── Given information

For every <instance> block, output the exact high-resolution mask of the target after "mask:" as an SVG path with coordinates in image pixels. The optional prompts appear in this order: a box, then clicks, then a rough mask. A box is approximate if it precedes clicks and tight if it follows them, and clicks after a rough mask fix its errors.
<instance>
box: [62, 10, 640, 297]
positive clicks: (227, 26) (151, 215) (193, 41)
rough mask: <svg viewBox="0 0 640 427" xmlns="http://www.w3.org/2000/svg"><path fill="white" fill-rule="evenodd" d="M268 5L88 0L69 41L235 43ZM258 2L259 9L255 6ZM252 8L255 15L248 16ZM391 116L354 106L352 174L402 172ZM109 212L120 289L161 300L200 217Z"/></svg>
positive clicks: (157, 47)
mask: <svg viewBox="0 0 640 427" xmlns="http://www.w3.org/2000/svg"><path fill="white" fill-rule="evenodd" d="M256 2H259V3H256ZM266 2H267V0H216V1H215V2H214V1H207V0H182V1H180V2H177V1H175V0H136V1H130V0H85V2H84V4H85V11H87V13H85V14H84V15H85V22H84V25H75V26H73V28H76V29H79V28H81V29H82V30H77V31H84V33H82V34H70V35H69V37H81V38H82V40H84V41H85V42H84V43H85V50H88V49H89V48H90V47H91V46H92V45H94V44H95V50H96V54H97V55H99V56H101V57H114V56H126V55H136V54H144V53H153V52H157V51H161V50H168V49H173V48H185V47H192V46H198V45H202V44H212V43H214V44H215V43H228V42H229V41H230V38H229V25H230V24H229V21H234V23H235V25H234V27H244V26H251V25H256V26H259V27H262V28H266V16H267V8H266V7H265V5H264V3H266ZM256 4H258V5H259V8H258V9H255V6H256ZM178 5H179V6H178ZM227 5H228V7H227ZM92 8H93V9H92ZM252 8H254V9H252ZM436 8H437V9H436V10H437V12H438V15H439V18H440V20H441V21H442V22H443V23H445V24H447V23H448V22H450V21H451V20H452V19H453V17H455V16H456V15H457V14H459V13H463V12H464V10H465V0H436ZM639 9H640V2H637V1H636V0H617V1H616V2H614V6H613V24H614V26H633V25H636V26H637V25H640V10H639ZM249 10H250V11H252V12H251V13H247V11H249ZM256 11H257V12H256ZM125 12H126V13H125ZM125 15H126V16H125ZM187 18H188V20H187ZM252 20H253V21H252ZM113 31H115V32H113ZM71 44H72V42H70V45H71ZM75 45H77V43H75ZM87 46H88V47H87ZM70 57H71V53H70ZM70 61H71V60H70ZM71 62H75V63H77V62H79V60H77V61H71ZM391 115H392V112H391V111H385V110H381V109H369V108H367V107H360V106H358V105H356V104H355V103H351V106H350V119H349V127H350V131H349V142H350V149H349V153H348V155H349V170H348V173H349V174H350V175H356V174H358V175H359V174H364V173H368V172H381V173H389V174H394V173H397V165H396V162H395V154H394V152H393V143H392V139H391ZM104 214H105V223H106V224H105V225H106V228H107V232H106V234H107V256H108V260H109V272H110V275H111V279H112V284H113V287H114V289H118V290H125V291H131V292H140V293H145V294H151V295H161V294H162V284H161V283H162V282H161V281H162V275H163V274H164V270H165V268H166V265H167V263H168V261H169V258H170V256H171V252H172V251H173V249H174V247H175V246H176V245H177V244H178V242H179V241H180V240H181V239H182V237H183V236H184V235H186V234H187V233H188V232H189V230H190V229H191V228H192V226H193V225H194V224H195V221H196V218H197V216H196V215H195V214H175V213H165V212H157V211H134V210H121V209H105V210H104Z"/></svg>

────

→ What is needed: Every entry above needs to be written out again exactly.

→ Task answer:
For every <instance> block, output the exact high-resolution mask of the target after "mask:" as an SVG path with coordinates in image pixels. The optional prompts appear in this order: a box, then clicks, then a rough mask. A box is approximate if it precedes clicks and tight if it follows them, and clicks after a rough mask fix its errors.
<instance>
box: [62, 10, 640, 297]
positive clicks: (227, 26) (151, 215) (193, 41)
rough mask: <svg viewBox="0 0 640 427" xmlns="http://www.w3.org/2000/svg"><path fill="white" fill-rule="evenodd" d="M268 5L88 0L69 41L235 43ZM258 2L259 9L255 6ZM252 8L255 15L248 16ZM391 116L354 106L352 174L402 172ZM109 212L120 289L161 300L200 217Z"/></svg>
positive clicks: (157, 47)
mask: <svg viewBox="0 0 640 427" xmlns="http://www.w3.org/2000/svg"><path fill="white" fill-rule="evenodd" d="M256 2H259V3H256ZM266 2H267V0H216V1H215V2H214V1H207V0H182V1H180V2H177V1H175V0H136V1H130V0H85V2H84V4H85V11H87V13H85V14H84V15H85V22H84V25H75V26H73V28H76V29H79V28H81V29H82V30H77V31H84V33H82V34H70V35H69V37H81V38H82V40H84V41H85V42H84V43H85V50H88V49H89V48H90V47H91V46H92V45H94V44H95V50H96V54H97V55H99V56H101V57H114V56H126V55H136V54H144V53H153V52H157V51H161V50H168V49H173V48H185V47H192V46H198V45H202V44H212V43H214V44H215V43H228V42H229V41H230V38H229V25H230V24H229V21H234V23H235V25H234V27H244V26H251V25H256V26H259V27H262V28H266V16H267V8H266V7H265V5H264V3H266ZM256 4H258V5H259V8H258V9H255V6H256ZM178 5H179V6H178ZM227 5H228V7H227ZM92 8H93V9H92ZM252 8H254V9H252ZM436 8H437V9H436V10H437V12H438V15H439V18H440V20H441V21H442V22H443V23H445V24H447V23H448V22H450V21H451V20H452V19H453V17H455V16H456V15H457V14H459V13H463V12H464V10H465V0H436ZM639 9H640V2H637V1H636V0H617V1H616V2H614V6H613V24H614V26H633V25H636V26H637V25H640V10H639ZM249 10H250V11H252V12H251V13H247V11H249ZM256 11H257V12H256ZM125 12H126V13H125ZM125 15H126V16H125ZM187 18H188V20H187ZM252 20H253V21H252ZM113 31H115V32H113ZM71 44H72V42H70V45H71ZM75 45H77V43H75ZM87 46H88V47H87ZM70 57H71V53H70ZM70 61H71V60H70ZM71 62H75V63H77V62H79V60H77V61H71ZM391 115H392V112H391V111H385V110H381V109H369V108H367V107H360V106H358V105H356V104H355V103H351V106H350V119H349V127H350V131H349V142H350V149H349V153H348V155H349V170H348V173H349V174H350V175H356V174H358V175H359V174H364V173H368V172H381V173H389V174H394V173H397V165H396V162H395V154H394V152H393V143H392V139H391ZM104 214H105V223H106V224H105V225H106V228H107V232H106V234H107V256H108V260H109V272H110V275H111V279H112V284H113V287H114V289H118V290H125V291H131V292H140V293H145V294H151V295H161V294H162V284H161V283H162V282H161V281H162V275H163V274H164V270H165V268H166V265H167V263H168V261H169V258H170V256H171V252H172V251H173V249H174V247H175V246H176V245H177V244H178V242H179V241H180V240H181V239H182V237H183V236H184V235H186V234H187V233H188V232H189V230H190V229H191V228H192V226H193V225H194V224H195V221H196V218H197V216H196V215H195V214H175V213H165V212H157V211H134V210H121V209H105V210H104Z"/></svg>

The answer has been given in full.